> **What is being asked**
Find every line in the items below that contains the word "field" and copy each of those lines.

> **Data listing**
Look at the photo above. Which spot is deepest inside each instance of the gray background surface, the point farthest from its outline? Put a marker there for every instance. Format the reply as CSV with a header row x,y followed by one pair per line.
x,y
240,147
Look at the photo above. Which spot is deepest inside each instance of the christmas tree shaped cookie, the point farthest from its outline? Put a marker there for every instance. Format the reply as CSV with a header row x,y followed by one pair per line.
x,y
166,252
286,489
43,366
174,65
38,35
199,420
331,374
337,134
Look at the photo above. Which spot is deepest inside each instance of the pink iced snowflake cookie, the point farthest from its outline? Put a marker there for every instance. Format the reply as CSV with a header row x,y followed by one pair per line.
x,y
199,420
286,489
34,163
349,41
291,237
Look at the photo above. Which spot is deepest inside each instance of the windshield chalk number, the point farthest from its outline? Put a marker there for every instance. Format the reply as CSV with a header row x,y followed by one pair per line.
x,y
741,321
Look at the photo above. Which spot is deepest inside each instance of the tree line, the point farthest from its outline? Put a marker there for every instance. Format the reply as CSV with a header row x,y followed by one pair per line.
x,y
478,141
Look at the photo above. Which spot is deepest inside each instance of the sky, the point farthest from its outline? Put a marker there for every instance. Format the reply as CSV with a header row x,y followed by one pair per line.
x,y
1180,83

...

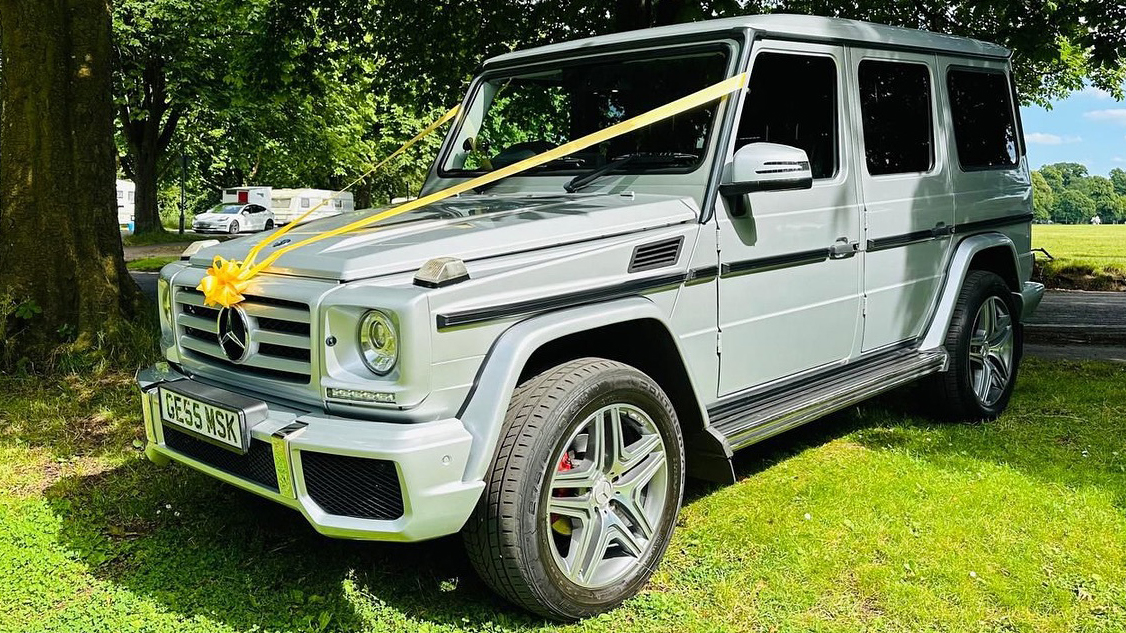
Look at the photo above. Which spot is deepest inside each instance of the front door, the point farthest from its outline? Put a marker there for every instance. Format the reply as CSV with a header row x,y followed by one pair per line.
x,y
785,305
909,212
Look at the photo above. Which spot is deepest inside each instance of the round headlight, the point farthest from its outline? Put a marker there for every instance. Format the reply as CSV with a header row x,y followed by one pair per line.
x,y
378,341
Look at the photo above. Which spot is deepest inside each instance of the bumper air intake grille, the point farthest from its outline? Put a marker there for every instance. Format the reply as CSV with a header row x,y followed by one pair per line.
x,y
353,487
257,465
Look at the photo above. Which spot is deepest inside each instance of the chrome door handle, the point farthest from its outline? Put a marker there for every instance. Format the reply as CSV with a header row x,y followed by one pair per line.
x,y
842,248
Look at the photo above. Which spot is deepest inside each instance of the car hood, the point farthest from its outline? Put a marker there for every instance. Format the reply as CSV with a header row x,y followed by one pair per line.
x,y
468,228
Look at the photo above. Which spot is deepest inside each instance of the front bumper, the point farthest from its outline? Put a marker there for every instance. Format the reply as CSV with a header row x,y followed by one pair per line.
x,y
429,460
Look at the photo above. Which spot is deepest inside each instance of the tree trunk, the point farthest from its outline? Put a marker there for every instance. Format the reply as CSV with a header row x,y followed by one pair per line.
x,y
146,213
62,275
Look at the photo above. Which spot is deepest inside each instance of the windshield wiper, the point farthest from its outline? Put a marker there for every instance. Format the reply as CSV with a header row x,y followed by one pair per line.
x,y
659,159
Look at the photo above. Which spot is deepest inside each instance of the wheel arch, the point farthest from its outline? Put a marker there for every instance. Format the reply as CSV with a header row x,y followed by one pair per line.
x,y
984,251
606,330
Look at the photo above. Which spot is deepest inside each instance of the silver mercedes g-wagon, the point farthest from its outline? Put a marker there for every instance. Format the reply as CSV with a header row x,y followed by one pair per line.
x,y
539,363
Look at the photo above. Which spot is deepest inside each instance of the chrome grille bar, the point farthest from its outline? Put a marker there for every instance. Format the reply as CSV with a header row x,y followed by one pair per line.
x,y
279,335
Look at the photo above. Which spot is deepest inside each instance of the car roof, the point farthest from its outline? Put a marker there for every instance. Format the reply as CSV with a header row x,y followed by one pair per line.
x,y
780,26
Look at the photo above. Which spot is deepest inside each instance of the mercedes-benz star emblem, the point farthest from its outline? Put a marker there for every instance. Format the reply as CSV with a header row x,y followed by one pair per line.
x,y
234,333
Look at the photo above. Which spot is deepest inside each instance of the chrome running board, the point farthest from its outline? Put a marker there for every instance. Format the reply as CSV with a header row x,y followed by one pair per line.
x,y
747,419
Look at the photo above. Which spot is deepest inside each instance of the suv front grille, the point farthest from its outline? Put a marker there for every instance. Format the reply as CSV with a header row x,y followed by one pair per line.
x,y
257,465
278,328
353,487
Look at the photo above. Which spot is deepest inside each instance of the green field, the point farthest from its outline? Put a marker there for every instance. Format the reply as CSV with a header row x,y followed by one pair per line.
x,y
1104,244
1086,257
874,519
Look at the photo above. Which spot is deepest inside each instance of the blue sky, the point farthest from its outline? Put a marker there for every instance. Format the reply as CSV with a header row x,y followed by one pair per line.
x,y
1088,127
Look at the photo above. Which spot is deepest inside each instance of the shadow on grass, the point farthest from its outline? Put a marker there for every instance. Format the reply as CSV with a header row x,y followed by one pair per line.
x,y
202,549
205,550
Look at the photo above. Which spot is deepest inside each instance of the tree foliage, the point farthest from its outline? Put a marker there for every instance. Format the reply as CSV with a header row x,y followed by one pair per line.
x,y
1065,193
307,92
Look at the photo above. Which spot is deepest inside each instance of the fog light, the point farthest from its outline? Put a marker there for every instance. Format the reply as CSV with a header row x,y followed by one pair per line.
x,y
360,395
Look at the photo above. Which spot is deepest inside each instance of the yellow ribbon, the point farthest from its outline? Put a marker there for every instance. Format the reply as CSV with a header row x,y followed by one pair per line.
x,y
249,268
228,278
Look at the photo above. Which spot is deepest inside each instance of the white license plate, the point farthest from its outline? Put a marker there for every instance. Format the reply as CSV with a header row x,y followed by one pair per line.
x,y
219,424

> **Answer**
Look at the photo above. Which spot is deepest inside each instance of the green field, the point farthest from its outline? Put a marker there for every instance. Format the reply as CSV with a header row x,y followed by one pair per line.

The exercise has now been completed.